**Records**:

============================================================

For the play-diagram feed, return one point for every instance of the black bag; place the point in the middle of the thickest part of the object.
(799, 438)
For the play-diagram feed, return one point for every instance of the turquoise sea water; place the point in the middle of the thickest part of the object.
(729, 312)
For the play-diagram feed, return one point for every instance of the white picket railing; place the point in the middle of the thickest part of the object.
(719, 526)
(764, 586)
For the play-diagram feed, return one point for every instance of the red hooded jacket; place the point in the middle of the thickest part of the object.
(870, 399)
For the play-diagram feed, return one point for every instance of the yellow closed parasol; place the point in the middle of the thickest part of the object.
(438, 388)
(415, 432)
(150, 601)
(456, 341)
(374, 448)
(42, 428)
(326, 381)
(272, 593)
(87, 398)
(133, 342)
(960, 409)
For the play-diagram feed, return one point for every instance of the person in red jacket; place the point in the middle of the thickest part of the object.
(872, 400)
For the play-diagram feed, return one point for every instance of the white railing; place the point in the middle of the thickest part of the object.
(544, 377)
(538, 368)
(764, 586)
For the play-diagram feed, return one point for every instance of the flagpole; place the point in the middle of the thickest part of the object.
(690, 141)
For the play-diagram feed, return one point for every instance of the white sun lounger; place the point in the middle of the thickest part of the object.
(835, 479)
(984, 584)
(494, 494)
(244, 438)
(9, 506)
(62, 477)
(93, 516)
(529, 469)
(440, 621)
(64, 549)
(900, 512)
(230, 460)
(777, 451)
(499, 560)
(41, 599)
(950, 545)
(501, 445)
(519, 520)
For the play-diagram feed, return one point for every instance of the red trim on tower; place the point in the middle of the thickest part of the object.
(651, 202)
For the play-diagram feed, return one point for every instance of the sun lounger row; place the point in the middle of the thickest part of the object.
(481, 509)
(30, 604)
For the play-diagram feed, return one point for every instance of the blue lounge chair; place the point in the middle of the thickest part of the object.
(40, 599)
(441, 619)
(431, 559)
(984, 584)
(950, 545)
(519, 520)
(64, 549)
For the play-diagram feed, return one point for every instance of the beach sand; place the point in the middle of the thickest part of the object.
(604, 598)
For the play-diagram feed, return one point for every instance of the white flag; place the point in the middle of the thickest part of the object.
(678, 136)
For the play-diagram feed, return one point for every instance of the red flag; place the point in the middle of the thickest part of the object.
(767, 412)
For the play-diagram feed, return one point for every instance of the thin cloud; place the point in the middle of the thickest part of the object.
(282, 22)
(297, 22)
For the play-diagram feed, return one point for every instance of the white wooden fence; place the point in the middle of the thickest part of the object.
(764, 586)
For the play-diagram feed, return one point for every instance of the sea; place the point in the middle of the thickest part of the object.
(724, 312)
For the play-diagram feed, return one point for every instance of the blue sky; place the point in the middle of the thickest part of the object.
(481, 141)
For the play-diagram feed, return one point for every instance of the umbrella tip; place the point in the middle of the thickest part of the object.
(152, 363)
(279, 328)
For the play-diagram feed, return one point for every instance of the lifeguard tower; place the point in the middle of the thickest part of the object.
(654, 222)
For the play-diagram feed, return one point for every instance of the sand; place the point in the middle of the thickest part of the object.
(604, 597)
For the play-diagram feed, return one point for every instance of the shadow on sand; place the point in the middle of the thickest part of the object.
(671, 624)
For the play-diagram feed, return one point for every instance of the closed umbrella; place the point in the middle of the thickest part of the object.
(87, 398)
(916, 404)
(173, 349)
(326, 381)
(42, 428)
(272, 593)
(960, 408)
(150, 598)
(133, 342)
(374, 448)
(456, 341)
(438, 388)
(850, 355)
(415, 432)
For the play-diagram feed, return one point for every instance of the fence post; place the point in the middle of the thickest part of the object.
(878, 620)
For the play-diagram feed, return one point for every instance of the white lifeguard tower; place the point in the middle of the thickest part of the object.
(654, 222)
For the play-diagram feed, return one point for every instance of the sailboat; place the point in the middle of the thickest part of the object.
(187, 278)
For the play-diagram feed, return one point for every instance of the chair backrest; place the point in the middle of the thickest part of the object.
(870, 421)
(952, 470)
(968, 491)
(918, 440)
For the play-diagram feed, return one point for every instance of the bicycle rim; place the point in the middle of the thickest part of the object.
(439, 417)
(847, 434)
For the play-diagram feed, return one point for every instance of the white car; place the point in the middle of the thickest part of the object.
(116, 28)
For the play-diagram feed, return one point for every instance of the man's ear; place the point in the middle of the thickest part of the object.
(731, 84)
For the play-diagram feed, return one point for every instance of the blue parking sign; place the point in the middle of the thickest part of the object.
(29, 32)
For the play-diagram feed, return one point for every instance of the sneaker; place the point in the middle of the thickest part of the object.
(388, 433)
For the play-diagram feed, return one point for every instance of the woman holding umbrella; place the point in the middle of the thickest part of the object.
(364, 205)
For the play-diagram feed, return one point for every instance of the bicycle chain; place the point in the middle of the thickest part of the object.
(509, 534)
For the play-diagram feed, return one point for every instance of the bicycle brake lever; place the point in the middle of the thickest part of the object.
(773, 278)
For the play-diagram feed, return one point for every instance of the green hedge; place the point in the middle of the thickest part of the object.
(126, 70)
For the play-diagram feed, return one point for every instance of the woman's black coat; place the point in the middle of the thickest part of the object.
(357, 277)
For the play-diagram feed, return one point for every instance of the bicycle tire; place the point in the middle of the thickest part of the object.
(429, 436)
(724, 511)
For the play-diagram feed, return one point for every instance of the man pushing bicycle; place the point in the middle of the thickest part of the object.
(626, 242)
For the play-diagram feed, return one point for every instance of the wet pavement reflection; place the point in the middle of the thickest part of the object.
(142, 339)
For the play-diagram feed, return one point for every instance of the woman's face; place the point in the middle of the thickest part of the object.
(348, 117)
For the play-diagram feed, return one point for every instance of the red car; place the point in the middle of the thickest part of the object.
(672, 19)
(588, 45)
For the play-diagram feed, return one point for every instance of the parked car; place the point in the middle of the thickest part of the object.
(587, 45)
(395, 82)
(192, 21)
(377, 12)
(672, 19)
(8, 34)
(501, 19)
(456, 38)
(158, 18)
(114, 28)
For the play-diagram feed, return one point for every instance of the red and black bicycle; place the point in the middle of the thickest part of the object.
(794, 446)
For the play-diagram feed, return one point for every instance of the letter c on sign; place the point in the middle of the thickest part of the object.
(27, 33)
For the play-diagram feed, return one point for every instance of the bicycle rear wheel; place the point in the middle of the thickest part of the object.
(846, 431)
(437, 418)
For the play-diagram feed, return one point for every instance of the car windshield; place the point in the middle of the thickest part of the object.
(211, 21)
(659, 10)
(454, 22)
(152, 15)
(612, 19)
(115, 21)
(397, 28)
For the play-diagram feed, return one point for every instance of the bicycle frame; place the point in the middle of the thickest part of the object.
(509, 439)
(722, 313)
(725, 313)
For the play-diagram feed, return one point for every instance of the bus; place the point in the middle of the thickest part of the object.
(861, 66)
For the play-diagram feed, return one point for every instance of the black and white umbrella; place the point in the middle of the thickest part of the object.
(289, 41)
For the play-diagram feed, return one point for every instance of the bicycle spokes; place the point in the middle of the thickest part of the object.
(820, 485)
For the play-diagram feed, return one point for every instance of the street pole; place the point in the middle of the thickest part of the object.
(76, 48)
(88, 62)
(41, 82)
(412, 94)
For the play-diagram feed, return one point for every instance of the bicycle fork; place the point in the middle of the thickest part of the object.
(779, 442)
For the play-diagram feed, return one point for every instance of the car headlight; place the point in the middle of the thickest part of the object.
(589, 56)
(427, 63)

============================================================

**INSTRUCTIONS FOR THE TASK**:
Transcribe every record above exactly as it appears.

**FINISHED EXERCISE**:
For the play-diagram feed, return one point for every instance of the black bag; place the point in the middle of the thickest part of the object.
(799, 438)
For the play-diagram feed, return one point for every instance of the turquoise sea water; place the point in the middle of the thickest part of the object.
(729, 312)
For the play-diagram feed, return one point for every instance of the white picket railing; place the point in the middle of the thickest part of the object.
(719, 526)
(764, 586)
For the play-diagram feed, return one point for every instance of the red hooded jacket; place the point in the middle of the thickest part of the object.
(870, 399)
For the play-diagram feed, return one point for every instance of the yellow closed parasol; place the point in the middle of the thickest part of the object.
(438, 388)
(415, 432)
(150, 601)
(456, 341)
(374, 448)
(42, 428)
(326, 381)
(272, 593)
(87, 398)
(133, 342)
(960, 409)
For the play-diagram feed, return one point for every instance of the person in red jacket; place the point in the middle of the thickest part of the object.
(872, 400)
For the play-diagram feed, return one point for every instance of the white railing; place the point in the middle of the thickest part of the object.
(544, 377)
(538, 368)
(764, 586)
For the play-diagram feed, return one point for every instance of the flagpole; place the point in the middle of the thickest part of the object.
(690, 141)
For the play-diagram feed, return one point for every instance of the white sun lounger; place the point in the middle of the thickest part of the object.
(835, 479)
(984, 584)
(494, 494)
(244, 438)
(9, 506)
(62, 477)
(93, 516)
(529, 469)
(440, 621)
(64, 549)
(900, 512)
(230, 460)
(777, 451)
(499, 560)
(41, 599)
(950, 545)
(501, 445)
(519, 520)
For the play-diagram feed, return one point for every instance of the red trim on tower; place the point in the middle of the thickest part of the object.
(651, 202)
For the play-diagram feed, return one point for every instance of the sun lounger row; place the point in the middle of the thickest part of the object.
(481, 509)
(30, 604)
For the play-diagram feed, return one point for every instance of the blue lounge chair; place the point in the middle of the thickest part of the object.
(40, 599)
(441, 619)
(431, 559)
(984, 584)
(950, 545)
(519, 520)
(64, 549)
For the play-diagram feed, return one point for every instance of the beach sand; place the point in the middle of the thickest part of the object.
(604, 598)
For the play-diagram feed, return one point for every instance of the white flag; place the point in the middle of the thickest part of the object.
(678, 136)
For the play-diagram feed, return one point for every instance of the red flag; place the point in the middle of the thickest part of the object.
(767, 412)
For the play-diagram feed, return one point for every instance of the thin cloud; place the point in the middle of the thickest part of the object.
(282, 22)
(297, 22)
For the play-diagram feed, return one point for every instance of the white wooden fence; place the point in the middle of the thickest part of the object.
(764, 586)
For the play-diagram feed, return one point for every instance of the sea; place the point in the middle of the thickest part of the object.
(724, 312)
For the play-diagram feed, return one point for every instance of the blue sky; place the point in the middle of the thickest part of the object.
(481, 141)
For the play-diagram feed, return one point for every instance of the umbrella tip; place the point in the middle of the thickest part of the object.
(152, 363)
(279, 328)
For the play-diagram feed, return one point for every instance of the lifeguard tower; place the point in the middle of the thickest part of the object.
(654, 222)
For the play-diagram feed, return one point for every instance of the sand; place the point in the middle of the thickest part of the object.
(604, 597)
For the play-diagram feed, return one point for every instance of the shadow on sand; place the point in the middle of the thickest part of the object.
(671, 624)
For the play-diagram feed, return one point for every instance of the closed umbrella; place the point in the middle of the thickest part of the object.
(87, 398)
(916, 404)
(173, 349)
(326, 381)
(42, 428)
(272, 593)
(960, 408)
(150, 598)
(133, 342)
(374, 448)
(456, 341)
(438, 388)
(850, 355)
(415, 432)
For the play-diagram feed, return one point for every instance of the fence post; place the point in the middle of the thickest part of the object.
(878, 620)
For the play-diagram feed, return one point for every instance of the white lifeguard tower; place the point in the middle of the thickest part of the object.
(654, 222)
For the play-diagram feed, return one point for every instance of the sailboat; place the point in the middle of the thickest part of the object.
(187, 278)
For the play-diagram feed, return one point for every instance of the chair backrest; place the point in the middle of the thickest part of the object.
(870, 421)
(952, 470)
(968, 491)
(918, 440)
For the play-diagram feed, return one point for every instance of the bicycle rim; place the point in the middle of the thickest part of the object.
(439, 417)
(847, 434)
For the play-diagram feed, return one point for every instance of the white car; place the point in the middle of the thickest part of the object.
(116, 28)
For the play-diagram feed, return one point for every instance of the man's ear; place the point in the middle of the thickest part of the object.
(731, 84)
For the play-diagram feed, return one point for every instance of the blue parking sign; place the point in the middle of the thickest part of the object.
(29, 32)
For the play-diagram feed, return one point for every instance of the sneaker; place the point in the middle of the thickest part of the object.
(388, 433)
For the play-diagram feed, return one point for every instance of the woman holding umbrella; place the point in the middle of the thickest part of the object.
(364, 205)
For the play-diagram feed, return one point for every instance of the bicycle chain; place the point in the middle of the thickest part of the object.
(509, 534)
For the play-diagram feed, return one point for every instance of the bicycle brake lever; place the point in the middle of the thickest part of the object.
(773, 278)
For the play-diagram feed, return one point for every instance of the green hedge; place the point in the middle of the thickest part of the object.
(126, 70)
For the play-diagram feed, return one point for every instance of the woman's black coat; place the point in the middle of the thickest part of the object.
(357, 277)
For the play-diagram feed, return one point for every instance of the bicycle tire; place the point in the middle of the thickest part of the object.
(429, 436)
(724, 511)
For the play-diagram feed, return one point for every instance of the man pushing bicycle; place the point in the middle of the thickest part of the object.
(626, 242)
For the play-diagram feed, return one point for every instance of the wet pavement reflection; place the point in the middle of the thickest part of the object.
(142, 339)
For the play-diagram feed, return one point for every instance of the woman's face; place the point in the middle of the thickest part of the object.
(348, 117)
For the play-diagram feed, return one point for every instance of the red car; place the point in the middle of the thickest part of the object.
(672, 19)
(588, 45)
For the play-diagram feed, return one point for every instance of the parked car; place the point in the middle of the thickest part of the object.
(587, 45)
(395, 82)
(192, 21)
(377, 12)
(672, 19)
(8, 34)
(501, 19)
(456, 38)
(158, 18)
(114, 28)
For the play-diagram feed, return one point for every instance of the red and black bicycle; place the point in the middle of the thickest part of the object.
(794, 446)
For the play-diagram feed, return one point for every instance of the letter c on sign; place the point in the middle of the thickest part of the object.
(27, 33)
For the play-diagram feed, return one point for every instance of the bicycle rear wheel; place the point in the middle of the thickest part of the object.
(846, 431)
(437, 418)
For the play-diagram feed, return one point for every instance of the car windshield; place the point in the middle of the thickest part of the object.
(211, 21)
(659, 10)
(454, 22)
(152, 15)
(612, 19)
(115, 21)
(397, 28)
For the play-diagram feed, return one point for every instance of the bicycle frame; place the point in the middle of the thickest part of the object.
(509, 439)
(722, 313)
(725, 313)
For the play-diagram feed, return one point for every instance of the bus; place the point in the middle of the thickest part of the object.
(861, 66)
For the play-diagram feed, return one point for every instance of the black and white umbrella; place the point in the middle of the thickest part of the object.
(289, 41)
For the play-diagram feed, return one point for every instance of the bicycle spokes; place the point in the middle of the thickest part of the object.
(820, 485)
For the play-diagram feed, return one point for every instance of the street pole; place the point in the middle of the thickest part of the object.
(76, 48)
(88, 62)
(41, 82)
(412, 94)
For the play-diagram feed, return one point for every instance of the bicycle fork; place the point in the middle of the thickest part of the object.
(779, 442)
For the play-diagram feed, return one point for every instance of the car headlight; place the point in the middle of the thickest part of the object.
(589, 56)
(427, 63)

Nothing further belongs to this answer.